## Exercise passage:
▼
It's time to face the facts and brave another diary-esque post...a sort of Part II.
Because you see, I have arrived at the giant STOP sign. It's no longer looming in the distance...it's not even just now slowly coming into focus. It's so close that I can reach out and touch it. I can see the peeling fire engine red paint, the two rusty screws, and the fine coating of pollen marring the white lettering. I'm a stone's throw away from where I was last February, when I really got into trouble.
A quick glance beyond my trusty sign confirms what lies ahead:
-A stack of sports bras that no longer fit
-An unrecognizable reflection in the mirror
-A slow and starving runner
-An unlimited amount of fuel for self-hatred
-An equally never-ending supply of punishment
-An obsessively restrictive diet
-A steadily decreasing number on the scale
I've lost 10 pounds in the month that I've been home from college. And while I initially had some weight to lose from my two month stopover in Emotional Overeating, I'm a mere 5 pounds away from being unhealthy again. Where has everything I learned gone? It dances in and out of reach...and periodically disappears behind a cloud of self-loathing and into a world where harshness and rigidity reign.
▲
## Information shown:
▼
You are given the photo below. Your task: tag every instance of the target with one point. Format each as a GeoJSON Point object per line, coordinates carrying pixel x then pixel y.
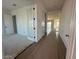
▲
## Questions on the material:
1. Please transcribe part of the diary post: begin at the words "A quick glance" and stop after "and rigidity reign.".
2. Render this sentence from the diary post in Spanish: "I've lost 10 pounds in the month that I've been home from college."
The data comes from a different source than the diary post.

## Your responses:
1.
A quick glance beyond my trusty sign confirms what lies ahead:
-A stack of sports bras that no longer fit
-An unrecognizable reflection in the mirror
-A slow and starving runner
-An unlimited amount of fuel for self-hatred
-An equally never-ending supply of punishment
-An obsessively restrictive diet
-A steadily decreasing number on the scale
I've lost 10 pounds in the month that I've been home from college. And while I initially had some weight to lose from my two month stopover in Emotional Overeating, I'm a mere 5 pounds away from being unhealthy again. Where has everything I learned gone? It dances in and out of reach...and periodically disappears behind a cloud of self-loathing and into a world where harshness and rigidity reign.

2. He perdido 10 libras en el mes que llevo en casa desde que volví de la universidad.